> **Tugas yang diberikan 1**
Tulis ulang bagian teks tentang tata ruang perdesaan dari "Kita juga memiliki" sampai dengan "pelayanan masyarakat desa.", dengan mengganti "konflik tanah" menjadi "sengketa lahan".

> **Teks yang diberikan**
########################################
Sebagai catatan kita, Menteri Kehutanan, Zukifli Hasan, satu hari sebelum turun dari jabatannya menerbitkan ijin alokasi 0,5 juta untuk masyarakat, tetapi 10 juta ha lagi kepada swasta. Ketika itu kami menggugat itu kepada Menteri yang baru dan ijin tersebut dicabut.
Kita juga memiliki perangkat lain, yaitu: tata ruang. Kita masukkan kembali akar rakyat ke dalam tata ruang karena tata ruang menjadi investasi. Kita kurang memperhatikan Rencana Tata Ruang Wilayah (RTRW) Kabupaten. Mengapa Perlu Kawasan Perdesaan dalam RTRW Kabupaten? Proses dan hasil perencanaan tata ruang (kabupaten) saat ini, masih bermasalah, hanya membuka kesempatan kepada investasi skala besar, tanpa memberikan perlindungan kepada usaha pertanian, hutan keluarga, usaha skala rakyat yang mengakibatkan pembangunan boros karbon dan menghasilkan unsustainable biomass, serta konflik tanah berkepanjangan. Dengan kawasan perdesaan secara partisipatif, maka pembangunan di desa dapat menghasilkan kemandirian desa yang bertujuan pada pelayanan masyarakat desa.
########################################
> **Catatan untuk diolah**
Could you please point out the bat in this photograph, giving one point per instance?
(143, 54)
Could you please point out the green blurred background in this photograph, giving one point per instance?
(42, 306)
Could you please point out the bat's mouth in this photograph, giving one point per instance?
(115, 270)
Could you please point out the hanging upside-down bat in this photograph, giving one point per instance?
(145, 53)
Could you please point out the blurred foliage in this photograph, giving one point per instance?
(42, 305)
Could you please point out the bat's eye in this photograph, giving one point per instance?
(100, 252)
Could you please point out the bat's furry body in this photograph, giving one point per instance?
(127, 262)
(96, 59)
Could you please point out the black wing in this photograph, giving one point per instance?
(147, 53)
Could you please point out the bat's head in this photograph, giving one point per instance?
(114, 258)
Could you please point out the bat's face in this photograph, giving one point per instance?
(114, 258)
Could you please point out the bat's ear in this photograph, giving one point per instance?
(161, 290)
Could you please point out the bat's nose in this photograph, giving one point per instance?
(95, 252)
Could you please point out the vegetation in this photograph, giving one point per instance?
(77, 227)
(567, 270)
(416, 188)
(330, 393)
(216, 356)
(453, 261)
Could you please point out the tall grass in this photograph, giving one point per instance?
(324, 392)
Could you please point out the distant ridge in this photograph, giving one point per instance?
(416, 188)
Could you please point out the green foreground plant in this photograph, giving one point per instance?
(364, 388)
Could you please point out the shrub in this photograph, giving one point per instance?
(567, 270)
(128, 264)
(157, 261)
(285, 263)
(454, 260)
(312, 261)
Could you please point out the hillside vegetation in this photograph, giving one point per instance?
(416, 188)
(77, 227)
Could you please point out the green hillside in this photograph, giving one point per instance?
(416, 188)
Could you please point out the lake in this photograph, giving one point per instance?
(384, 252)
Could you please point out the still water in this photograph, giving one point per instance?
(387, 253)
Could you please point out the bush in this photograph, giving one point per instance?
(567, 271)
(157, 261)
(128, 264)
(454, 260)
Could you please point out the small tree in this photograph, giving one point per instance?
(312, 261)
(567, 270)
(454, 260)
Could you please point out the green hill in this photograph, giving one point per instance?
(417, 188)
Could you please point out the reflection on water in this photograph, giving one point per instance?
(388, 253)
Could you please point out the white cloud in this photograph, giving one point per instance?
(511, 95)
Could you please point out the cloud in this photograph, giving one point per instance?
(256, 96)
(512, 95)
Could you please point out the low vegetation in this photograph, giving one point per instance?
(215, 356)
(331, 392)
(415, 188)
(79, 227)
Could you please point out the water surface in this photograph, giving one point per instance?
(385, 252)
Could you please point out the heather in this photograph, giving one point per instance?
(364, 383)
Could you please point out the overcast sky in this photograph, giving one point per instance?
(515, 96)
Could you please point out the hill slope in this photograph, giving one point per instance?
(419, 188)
########################################
> **Tugas yang diberikan 2**
Ada berapa baris catatan yang memuat kata "water"? Tulis angkanya saja.

> **Jawaban tertulis 1**
Kita juga memiliki perangkat lain, yaitu: tata ruang. Kita masukkan kembali akar rakyat ke dalam tata ruang karena tata ruang menjadi investasi. Kita kurang memperhatikan Rencana Tata Ruang Wilayah (RTRW) Kabupaten. Mengapa Perlu Kawasan Perdesaan dalam RTRW Kabupaten? Proses dan hasil perencanaan tata ruang (kabupaten) saat ini, masih bermasalah, hanya membuka kesempatan kepada investasi skala besar, tanpa memberikan perlindungan kepada usaha pertanian, hutan keluarga, usaha skala rakyat yang mengakibatkan pembangunan boros karbon dan menghasilkan unsustainable biomass, serta sengketa lahan berkepanjangan. Dengan kawasan perdesaan secara partisipatif, maka pembangunan di desa dapat menghasilkan kemandirian desa yang bertujuan pada pelayanan masyarakat desa.

> **Jawaban tertulis 2**
3